Saved entries
┌──
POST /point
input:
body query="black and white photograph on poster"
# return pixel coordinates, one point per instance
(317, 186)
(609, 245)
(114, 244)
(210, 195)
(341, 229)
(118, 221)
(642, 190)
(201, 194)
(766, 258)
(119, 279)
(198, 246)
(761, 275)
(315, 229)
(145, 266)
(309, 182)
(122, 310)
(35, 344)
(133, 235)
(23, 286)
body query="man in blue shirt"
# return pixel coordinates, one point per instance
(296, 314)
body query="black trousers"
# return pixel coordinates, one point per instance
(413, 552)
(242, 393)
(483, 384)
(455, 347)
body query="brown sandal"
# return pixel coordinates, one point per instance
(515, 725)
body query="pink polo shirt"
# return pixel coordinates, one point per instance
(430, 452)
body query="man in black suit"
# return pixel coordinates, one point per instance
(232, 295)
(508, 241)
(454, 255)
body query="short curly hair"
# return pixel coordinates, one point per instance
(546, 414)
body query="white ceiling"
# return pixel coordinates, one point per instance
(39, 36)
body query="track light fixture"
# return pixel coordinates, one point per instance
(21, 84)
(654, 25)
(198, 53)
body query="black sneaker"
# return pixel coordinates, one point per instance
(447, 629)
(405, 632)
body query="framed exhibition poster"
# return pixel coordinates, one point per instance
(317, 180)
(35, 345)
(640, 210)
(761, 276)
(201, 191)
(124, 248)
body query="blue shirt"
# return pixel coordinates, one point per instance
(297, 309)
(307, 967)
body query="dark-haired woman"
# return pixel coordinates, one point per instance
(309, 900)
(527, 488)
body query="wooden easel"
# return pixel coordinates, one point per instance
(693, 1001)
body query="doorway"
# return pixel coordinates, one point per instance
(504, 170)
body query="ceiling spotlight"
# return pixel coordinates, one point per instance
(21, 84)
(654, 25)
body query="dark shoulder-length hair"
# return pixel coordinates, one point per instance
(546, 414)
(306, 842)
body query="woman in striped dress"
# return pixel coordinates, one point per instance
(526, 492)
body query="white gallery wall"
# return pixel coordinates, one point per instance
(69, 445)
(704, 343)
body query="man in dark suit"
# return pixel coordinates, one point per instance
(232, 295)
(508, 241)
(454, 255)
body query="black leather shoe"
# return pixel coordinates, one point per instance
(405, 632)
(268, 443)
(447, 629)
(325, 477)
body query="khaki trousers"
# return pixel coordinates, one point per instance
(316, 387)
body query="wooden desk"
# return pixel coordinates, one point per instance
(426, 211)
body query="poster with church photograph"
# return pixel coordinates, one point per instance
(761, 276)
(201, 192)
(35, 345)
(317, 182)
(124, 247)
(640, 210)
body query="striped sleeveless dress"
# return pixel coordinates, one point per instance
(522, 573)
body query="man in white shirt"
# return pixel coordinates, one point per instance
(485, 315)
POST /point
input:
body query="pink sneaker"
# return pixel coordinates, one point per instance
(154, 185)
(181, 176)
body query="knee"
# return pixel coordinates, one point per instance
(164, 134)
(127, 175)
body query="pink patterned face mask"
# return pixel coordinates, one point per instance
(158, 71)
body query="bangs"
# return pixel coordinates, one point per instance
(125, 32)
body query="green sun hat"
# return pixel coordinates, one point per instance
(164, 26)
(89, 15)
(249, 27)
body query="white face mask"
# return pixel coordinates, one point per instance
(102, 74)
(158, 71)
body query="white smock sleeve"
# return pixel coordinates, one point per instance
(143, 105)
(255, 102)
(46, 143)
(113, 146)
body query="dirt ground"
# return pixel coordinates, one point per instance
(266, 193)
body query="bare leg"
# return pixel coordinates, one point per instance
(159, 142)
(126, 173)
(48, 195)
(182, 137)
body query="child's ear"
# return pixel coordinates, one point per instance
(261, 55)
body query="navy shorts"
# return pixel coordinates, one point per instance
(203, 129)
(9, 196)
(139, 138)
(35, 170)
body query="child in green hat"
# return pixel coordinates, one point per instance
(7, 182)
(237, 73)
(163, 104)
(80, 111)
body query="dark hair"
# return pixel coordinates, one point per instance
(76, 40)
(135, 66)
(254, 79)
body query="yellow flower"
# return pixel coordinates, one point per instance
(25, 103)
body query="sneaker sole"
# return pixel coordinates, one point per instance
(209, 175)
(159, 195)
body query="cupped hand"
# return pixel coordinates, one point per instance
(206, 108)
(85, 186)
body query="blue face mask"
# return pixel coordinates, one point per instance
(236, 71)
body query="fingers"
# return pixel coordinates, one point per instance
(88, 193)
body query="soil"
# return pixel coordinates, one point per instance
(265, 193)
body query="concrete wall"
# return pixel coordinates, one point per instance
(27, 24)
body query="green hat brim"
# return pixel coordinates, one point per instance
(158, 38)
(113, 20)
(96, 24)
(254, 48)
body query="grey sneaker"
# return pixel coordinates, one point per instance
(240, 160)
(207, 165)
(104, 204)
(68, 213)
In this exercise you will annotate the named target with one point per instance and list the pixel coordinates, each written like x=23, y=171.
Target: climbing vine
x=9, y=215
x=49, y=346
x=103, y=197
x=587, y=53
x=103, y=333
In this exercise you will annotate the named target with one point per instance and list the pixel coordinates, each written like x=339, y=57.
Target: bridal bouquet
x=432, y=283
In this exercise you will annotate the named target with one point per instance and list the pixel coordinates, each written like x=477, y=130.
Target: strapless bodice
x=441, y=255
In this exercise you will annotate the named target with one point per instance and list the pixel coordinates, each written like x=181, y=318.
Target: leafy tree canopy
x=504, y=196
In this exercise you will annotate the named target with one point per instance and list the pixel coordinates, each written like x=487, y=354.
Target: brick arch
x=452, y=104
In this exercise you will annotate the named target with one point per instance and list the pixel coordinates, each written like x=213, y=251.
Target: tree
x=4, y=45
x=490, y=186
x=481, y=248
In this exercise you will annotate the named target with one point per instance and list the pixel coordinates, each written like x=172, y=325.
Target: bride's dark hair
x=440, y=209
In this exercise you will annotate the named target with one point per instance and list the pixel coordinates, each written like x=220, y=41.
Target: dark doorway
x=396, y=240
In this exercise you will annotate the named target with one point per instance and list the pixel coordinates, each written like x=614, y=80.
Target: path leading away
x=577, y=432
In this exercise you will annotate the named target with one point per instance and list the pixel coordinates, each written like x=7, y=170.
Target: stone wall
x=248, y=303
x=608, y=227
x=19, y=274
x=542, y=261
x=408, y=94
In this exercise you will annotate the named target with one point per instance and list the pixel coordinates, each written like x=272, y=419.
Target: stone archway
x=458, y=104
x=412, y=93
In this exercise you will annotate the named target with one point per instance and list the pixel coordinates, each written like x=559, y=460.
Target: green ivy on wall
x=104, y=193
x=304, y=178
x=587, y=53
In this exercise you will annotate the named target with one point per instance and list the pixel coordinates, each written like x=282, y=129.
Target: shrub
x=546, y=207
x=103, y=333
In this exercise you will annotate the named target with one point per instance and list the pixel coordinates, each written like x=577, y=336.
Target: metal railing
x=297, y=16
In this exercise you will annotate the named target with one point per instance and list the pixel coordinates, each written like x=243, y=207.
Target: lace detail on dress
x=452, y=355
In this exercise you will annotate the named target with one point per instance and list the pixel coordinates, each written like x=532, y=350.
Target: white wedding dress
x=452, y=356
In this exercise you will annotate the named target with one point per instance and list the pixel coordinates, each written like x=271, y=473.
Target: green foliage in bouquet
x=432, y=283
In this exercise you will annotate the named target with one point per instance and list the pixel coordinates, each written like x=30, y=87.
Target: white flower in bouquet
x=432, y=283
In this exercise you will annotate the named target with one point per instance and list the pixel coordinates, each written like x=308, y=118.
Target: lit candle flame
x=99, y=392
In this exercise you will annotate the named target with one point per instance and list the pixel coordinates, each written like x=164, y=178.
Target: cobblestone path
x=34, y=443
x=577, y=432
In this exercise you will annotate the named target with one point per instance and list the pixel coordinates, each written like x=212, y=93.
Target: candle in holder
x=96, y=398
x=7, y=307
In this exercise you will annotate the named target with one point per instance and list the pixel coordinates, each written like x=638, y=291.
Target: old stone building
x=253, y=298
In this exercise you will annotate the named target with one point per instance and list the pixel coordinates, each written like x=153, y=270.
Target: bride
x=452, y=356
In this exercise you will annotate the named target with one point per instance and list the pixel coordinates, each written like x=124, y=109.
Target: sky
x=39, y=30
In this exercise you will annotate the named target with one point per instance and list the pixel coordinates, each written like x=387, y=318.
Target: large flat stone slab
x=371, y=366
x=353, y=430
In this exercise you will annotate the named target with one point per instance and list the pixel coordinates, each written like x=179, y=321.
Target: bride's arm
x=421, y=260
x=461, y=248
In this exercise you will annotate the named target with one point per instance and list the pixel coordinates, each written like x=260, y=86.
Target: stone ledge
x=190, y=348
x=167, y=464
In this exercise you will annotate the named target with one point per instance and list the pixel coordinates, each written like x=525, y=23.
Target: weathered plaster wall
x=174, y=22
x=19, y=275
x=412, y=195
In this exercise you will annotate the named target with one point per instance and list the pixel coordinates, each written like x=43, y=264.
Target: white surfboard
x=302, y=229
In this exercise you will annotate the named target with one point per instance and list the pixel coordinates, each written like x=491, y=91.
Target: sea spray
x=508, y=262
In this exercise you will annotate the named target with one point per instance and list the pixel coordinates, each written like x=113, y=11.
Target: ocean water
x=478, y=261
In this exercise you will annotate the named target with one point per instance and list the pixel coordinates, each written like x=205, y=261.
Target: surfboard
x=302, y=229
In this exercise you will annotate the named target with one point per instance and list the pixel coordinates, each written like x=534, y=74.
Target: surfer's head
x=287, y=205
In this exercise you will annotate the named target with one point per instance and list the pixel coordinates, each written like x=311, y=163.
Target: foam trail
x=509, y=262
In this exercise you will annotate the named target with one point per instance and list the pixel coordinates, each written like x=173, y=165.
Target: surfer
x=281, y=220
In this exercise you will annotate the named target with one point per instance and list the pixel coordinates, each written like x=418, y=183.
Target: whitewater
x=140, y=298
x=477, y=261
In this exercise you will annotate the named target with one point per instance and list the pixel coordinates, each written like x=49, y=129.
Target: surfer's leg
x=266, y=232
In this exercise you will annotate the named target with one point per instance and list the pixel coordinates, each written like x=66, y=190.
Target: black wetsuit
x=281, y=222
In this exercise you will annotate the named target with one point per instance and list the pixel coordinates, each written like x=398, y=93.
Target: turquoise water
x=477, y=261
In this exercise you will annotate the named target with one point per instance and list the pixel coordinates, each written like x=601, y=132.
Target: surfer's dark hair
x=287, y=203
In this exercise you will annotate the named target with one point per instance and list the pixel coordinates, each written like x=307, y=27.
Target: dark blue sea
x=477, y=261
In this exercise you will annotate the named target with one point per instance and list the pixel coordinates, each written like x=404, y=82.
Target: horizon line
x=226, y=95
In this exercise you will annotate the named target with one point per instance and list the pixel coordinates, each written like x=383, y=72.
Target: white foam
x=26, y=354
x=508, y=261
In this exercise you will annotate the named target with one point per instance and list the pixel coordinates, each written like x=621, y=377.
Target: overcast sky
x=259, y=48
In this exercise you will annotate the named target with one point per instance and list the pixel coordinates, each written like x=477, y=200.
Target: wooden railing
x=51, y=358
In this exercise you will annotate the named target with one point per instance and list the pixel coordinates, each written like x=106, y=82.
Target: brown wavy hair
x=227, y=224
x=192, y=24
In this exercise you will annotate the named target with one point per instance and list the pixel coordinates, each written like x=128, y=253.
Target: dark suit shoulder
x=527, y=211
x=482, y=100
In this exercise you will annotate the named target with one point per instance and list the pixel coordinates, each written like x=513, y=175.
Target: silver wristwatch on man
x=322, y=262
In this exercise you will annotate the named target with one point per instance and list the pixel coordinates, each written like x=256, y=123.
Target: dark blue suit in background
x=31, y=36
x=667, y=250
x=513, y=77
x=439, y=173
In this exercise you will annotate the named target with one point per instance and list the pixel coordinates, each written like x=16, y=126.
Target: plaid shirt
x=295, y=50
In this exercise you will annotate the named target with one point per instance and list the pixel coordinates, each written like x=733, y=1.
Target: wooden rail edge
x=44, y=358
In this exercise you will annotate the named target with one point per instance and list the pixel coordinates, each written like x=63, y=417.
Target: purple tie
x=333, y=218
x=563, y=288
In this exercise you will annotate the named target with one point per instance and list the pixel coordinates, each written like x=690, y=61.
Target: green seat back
└──
_Task directions_: Which lines above hold the word "child"? Copy each of them.

_Your solution_:
body query="child's ear"
body query="child in green hat"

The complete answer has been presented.